== Transcription

Donc, si eux, ils veulent pas de la distinction, dont moi je veux, c’est parce qu’ils se sont flanqués dans un embranchement où il n’y a aucun besoin de cette distinction, ils sont dans un autre problème. Alors, évidemment vous me direz, mais c’est très joli, toi tu peux faire le malin, parce que tu tiens les trois problèmes. Oui, je peux faire le malin et uniquement cela (rires dans la salle) parce que, ce que j’appellerai, une confirmation d’un autre ordre... c’est, si quelqu’un parmi vous me dit- mais, ça, je repousse de toutes mes forces l’idée qu’il dise : tes trois problèmes ils sont, ils sont mauvais, ils sont mal posés. Mais évidemment, heu, ça me serait très agréable aussi, si, si l’un d’entre vous dit : mais il y a un quatrième aspect que t’as pas vu du tout, y’a un cinquième aspect que t’as pas vu du tout. Sauf que j’ai qu’une peur, c’est que si on m’rajoute un aspect, c’est que mes trois aspects sont, sont mal posés. Heu, mais si vous voulez, si en restant sur cette, cette chose qui est pas une discussion, qui est une espèce de, de recherche collective, je trouve là, dans ce qu’on fait aujourd’hui - c’est, heu, pour vous montrer à quel, à quel soin, je crois, il faut, chaque fois que vous avez une idée, essayer de bien déterminer le problème dans lequel elle s’inscrit...

====
== Données

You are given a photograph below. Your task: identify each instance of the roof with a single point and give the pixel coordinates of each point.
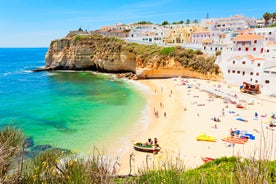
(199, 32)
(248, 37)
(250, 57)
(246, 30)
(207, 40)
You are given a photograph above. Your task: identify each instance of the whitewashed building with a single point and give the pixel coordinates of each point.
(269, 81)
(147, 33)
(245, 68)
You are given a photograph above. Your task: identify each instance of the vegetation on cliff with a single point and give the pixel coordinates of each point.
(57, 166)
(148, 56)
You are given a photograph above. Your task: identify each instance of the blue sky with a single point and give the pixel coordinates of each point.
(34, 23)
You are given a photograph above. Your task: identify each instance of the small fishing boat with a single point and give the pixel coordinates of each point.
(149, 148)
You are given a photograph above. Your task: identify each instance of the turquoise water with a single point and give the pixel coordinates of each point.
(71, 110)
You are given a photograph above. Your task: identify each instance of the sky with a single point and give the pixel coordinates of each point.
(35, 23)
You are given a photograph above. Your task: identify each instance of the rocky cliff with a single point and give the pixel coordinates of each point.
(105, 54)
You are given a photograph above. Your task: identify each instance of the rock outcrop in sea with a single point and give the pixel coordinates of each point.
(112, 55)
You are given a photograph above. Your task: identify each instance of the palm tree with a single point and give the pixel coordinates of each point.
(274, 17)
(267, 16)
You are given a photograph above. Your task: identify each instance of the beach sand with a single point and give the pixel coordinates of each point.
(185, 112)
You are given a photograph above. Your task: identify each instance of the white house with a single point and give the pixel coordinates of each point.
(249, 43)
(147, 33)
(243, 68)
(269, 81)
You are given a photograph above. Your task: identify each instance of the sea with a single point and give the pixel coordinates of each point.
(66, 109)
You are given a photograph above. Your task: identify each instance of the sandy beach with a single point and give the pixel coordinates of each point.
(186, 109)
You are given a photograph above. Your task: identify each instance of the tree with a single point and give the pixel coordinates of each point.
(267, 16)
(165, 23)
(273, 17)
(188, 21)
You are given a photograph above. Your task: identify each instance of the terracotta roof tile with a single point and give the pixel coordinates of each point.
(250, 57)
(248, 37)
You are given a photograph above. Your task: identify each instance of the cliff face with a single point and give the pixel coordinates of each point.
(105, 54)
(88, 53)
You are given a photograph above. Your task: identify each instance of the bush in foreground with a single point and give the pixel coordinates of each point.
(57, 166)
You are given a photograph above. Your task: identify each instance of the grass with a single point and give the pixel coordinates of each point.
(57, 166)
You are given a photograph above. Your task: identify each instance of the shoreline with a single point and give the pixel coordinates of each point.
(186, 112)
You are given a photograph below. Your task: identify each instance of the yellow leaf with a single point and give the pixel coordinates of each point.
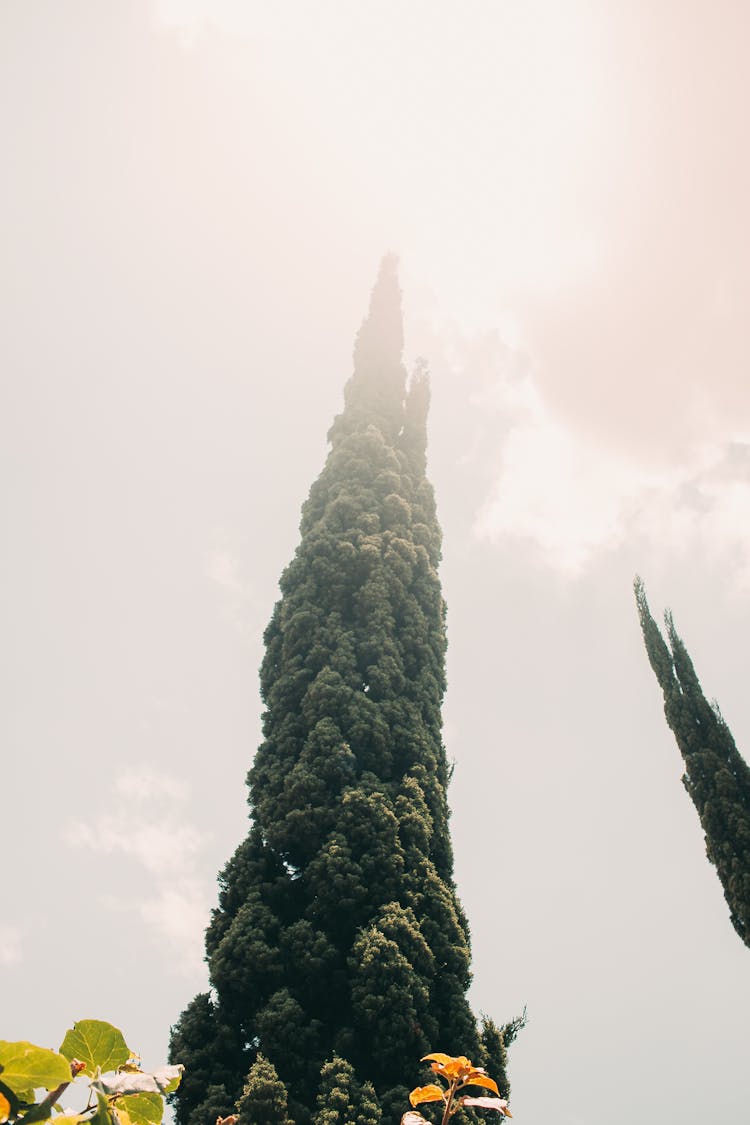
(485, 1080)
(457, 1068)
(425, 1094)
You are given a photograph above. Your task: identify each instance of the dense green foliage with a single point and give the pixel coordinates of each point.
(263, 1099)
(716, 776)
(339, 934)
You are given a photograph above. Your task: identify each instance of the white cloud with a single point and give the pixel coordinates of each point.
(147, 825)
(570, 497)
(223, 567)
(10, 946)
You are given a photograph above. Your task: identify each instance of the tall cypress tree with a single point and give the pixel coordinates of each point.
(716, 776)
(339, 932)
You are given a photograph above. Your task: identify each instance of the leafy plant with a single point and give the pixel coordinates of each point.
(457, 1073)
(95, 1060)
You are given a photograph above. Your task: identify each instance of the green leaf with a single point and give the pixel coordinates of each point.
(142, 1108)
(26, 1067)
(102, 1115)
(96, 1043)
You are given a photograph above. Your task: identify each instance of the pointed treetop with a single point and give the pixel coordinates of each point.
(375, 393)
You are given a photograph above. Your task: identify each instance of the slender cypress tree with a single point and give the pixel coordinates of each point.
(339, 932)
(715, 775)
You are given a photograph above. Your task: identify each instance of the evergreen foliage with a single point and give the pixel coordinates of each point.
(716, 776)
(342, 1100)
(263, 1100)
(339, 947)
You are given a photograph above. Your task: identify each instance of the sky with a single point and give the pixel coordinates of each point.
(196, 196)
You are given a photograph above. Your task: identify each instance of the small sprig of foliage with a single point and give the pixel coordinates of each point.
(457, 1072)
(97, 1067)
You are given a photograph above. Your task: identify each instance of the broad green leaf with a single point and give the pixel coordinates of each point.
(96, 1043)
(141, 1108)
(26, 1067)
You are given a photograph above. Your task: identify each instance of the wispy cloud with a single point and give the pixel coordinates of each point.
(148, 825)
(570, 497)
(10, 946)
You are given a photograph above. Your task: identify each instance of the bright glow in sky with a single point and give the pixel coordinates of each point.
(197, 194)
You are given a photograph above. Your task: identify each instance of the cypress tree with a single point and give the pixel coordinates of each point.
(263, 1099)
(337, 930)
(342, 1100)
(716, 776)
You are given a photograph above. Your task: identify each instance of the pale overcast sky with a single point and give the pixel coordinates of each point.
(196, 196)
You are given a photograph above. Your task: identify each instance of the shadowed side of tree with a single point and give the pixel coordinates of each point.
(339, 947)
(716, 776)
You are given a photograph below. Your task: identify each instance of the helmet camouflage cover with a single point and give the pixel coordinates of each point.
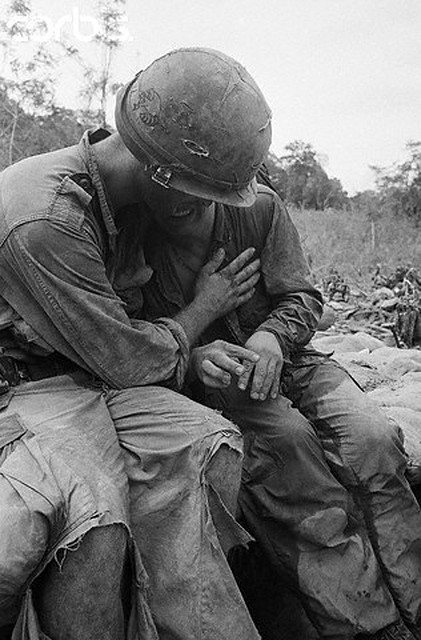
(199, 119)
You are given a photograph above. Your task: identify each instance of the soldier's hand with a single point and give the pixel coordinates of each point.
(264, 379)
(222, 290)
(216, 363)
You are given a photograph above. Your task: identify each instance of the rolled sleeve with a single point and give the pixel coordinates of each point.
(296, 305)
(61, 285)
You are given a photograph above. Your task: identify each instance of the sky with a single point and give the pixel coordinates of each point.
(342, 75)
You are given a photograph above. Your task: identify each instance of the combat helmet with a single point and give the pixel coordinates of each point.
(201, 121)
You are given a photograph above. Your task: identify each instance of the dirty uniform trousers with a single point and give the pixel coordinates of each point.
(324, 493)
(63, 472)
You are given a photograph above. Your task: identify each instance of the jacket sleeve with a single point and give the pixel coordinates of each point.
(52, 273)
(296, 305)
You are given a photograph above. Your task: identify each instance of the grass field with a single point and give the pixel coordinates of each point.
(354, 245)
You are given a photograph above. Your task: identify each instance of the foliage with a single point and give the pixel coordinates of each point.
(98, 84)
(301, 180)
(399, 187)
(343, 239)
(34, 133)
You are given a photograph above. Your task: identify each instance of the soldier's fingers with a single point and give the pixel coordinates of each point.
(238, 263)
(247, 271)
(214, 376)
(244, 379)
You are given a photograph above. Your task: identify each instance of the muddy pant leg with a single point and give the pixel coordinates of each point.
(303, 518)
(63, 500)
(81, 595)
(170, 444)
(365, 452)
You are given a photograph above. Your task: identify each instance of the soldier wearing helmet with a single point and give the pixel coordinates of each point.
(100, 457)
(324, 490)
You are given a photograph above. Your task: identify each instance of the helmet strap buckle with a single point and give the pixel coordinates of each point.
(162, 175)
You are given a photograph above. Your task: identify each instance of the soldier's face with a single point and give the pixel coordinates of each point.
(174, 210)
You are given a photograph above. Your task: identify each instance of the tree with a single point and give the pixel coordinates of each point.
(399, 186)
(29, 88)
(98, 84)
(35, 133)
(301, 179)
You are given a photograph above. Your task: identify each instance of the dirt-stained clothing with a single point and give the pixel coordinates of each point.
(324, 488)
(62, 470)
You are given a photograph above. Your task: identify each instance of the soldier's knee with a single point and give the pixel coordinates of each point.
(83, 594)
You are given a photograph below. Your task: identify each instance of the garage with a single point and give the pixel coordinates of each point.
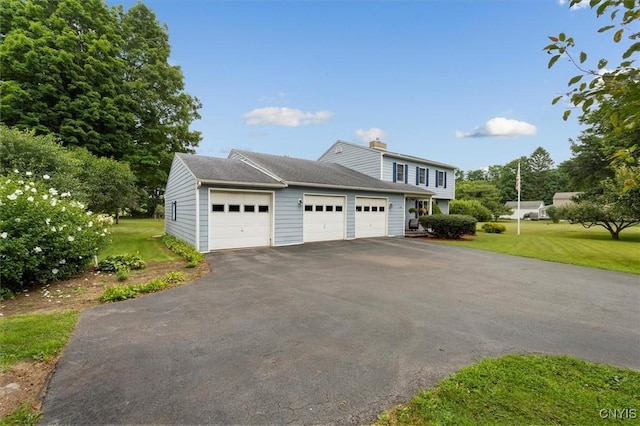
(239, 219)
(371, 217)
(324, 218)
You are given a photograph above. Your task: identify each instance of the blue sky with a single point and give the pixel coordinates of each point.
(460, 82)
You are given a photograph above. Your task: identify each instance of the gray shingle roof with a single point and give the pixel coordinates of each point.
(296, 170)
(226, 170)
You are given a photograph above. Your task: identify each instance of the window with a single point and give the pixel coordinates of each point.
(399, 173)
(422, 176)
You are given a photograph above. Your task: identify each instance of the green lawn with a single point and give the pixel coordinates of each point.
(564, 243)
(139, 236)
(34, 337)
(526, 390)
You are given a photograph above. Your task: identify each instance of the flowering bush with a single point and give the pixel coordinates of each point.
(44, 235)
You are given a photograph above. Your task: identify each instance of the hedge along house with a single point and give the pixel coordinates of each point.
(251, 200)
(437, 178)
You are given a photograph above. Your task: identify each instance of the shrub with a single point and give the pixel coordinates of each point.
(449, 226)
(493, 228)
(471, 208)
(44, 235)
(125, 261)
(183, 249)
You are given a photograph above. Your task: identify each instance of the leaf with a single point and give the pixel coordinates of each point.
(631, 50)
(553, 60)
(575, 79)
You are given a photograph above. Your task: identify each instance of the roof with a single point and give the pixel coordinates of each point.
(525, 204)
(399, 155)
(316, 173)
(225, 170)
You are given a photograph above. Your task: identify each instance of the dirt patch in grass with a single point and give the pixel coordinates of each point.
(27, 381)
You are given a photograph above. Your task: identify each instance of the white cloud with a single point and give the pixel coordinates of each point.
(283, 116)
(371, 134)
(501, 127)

====

Consigne 1 ▸
D'après la transcription, quelle est la seule peur exprimée à l'idée qu'on rajoute un aspect ?
Consigne 2 ▸
Reformulez sous forme de liste, à la première personne, le paragraphe de la transcription qui commence par « Donc, si eux, ils veulent pas de la distinction », en gardant ses idées principales.
Consigne 3 ▸
Traduisez en anglais cette phrase de la transcription : « Sauf que j’ai qu’une peur, c’est que si on m’rajoute un aspect, c’est que mes trois aspects sont, sont mal posés. »

Réponse attendue 1 ▸
Que les trois aspects soient mal posés.

Réponse attendue 2 ▸
- S'ils refusent la distinction que je veux, c'est qu'ils se sont placés dans un embranchement où elle n'est pas nécessaire : ils sont dans un autre problème.
- On peut m'objecter que je fais le malin parce que je tiens les trois problèmes ; je l'admets.
- Je repousse de toutes mes forces l'idée que mes trois problèmes soient mauvais ou mal posés.
- Il me serait agréable qu'on me signale un quatrième ou un cinquième aspect, mais je crains qu'un aspect ajouté signifie que mes trois aspects sont mal posés.
- Ce qu'on fait aujourd'hui n'est pas une discussion mais une recherche collective, qui doit montrer avec quel soin il faut, pour chaque idée, déterminer le problème dans lequel elle s'inscrit.

Réponse attendue 3 ▸
Except that I have only one fear: that if someone adds an aspect for me, it means my three aspects are, are badly posed.